ABOUT THIS EXERCISE – For each statement about the book review, answer yes or no and quote the words from the review that decide it: (a) A priest in the novel is described as "cleaner than the daylight moon." (b) The novel is set in eastern Ireland. (c) Swans enduring a rainstorm are compared to bottles being smashed in a back lane.

### PAGE EXCERPT ###

He writes with a dramatist’s timing and a poet’s exactitude. (One character, a priest, is “cleaner than the daylight moon”; panic is “blacker than old tea”.) The result is a richly allusive and haunting text that is nevertheless jagged enough to avoid the anaesthetic of high lyricism. This is a novel in which swans enduring a rainstorm are “like unsuccessful suicides” and the accents of Sligo corner-boys are “like bottles being smashed in a back lane”. The setting is the western Ireland of traditional literary depiction - subtle Yeatsian references abound in the novel - but Barry’s destabilising of inherited images gives the book a punkish energy as well as fiery beauty.

### PROVIDED INFORMATION ###

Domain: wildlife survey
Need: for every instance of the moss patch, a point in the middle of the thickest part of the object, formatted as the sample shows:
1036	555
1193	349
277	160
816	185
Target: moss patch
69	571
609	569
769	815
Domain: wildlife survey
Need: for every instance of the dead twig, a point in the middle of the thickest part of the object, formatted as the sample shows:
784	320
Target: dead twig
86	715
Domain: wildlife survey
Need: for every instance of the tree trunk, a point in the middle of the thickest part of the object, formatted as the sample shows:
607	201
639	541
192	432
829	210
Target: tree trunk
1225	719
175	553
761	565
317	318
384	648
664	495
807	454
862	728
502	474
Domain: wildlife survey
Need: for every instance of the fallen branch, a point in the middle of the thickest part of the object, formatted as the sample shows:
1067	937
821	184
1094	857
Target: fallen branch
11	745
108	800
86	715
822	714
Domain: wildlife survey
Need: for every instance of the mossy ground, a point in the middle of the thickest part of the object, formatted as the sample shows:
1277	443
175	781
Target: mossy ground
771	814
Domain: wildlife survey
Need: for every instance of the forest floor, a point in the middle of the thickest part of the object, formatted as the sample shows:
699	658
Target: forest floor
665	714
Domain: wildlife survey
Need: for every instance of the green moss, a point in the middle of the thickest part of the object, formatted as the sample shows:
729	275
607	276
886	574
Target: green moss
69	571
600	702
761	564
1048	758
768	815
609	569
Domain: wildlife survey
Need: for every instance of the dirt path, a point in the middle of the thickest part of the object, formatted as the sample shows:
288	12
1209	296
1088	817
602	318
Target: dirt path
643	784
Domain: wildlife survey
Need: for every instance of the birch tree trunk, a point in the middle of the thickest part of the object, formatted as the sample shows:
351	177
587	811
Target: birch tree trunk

###

ANSWER TO THE EXERCISE –
(a) Yes: 'One character, a priest, is “cleaner than the daylight moon”'
(b) No: 'The setting is the western Ireland of traditional literary depiction'
(c) No: 'swans enduring a rainstorm are “like unsuccessful suicides”'